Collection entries
** begin **
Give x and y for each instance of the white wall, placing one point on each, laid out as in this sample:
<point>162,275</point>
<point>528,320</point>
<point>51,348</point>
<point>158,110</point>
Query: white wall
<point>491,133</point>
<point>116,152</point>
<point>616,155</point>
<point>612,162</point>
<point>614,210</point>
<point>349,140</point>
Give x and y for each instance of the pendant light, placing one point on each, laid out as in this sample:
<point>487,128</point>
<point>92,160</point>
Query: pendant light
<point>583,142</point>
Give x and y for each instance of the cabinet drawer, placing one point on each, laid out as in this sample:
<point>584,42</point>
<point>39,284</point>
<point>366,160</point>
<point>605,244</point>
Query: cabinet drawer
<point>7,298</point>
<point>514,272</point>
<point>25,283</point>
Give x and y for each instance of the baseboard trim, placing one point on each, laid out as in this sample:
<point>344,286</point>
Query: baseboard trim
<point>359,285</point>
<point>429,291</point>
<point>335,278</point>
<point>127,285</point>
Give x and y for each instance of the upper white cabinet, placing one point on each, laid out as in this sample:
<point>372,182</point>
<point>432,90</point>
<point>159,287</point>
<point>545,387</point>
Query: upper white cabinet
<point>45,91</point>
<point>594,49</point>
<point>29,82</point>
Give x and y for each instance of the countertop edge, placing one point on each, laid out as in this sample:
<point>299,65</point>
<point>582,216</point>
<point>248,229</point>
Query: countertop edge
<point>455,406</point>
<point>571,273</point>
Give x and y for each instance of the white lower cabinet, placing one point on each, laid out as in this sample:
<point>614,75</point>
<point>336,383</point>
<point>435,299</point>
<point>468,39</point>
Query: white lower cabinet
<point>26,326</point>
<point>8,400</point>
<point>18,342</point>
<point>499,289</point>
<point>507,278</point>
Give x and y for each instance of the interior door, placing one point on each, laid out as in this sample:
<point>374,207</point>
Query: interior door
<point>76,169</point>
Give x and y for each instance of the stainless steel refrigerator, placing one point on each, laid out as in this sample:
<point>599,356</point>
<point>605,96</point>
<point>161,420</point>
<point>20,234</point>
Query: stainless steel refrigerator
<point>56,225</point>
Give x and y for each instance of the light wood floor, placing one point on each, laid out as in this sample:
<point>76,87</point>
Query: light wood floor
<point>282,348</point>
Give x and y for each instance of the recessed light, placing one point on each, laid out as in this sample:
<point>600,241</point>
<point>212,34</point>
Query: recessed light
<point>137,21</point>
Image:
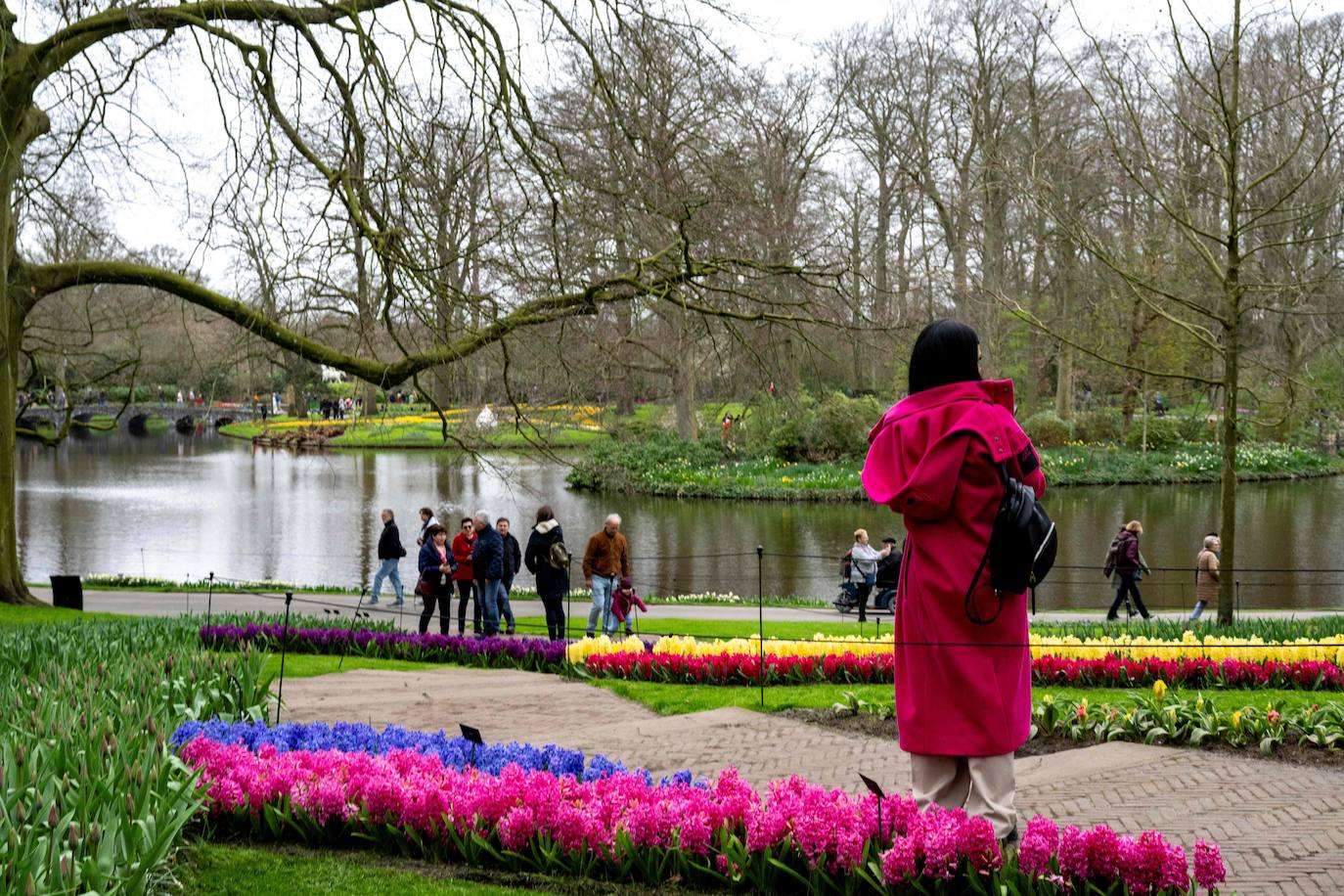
** end **
> The exercise
Arrange the lines of the Collection entries, from the line with "Give x and y for each instance of the light" through the end of the Collection entries, as a JSON list of strings with one string per line, skipping blank lines and leaving out the pictures.

> Solution below
[
  "Give x and y for each instance of the light wood floor, placing one point on each, laid out as in this sample:",
  "<point>76,87</point>",
  "Query: light wood floor",
  "<point>282,348</point>",
  "Give x and y for each instance of the recessed light, placing one point on each, laid out as in this sample:",
  "<point>600,241</point>",
  "<point>212,34</point>",
  "Query: recessed light",
  "<point>137,21</point>",
  "Image:"
]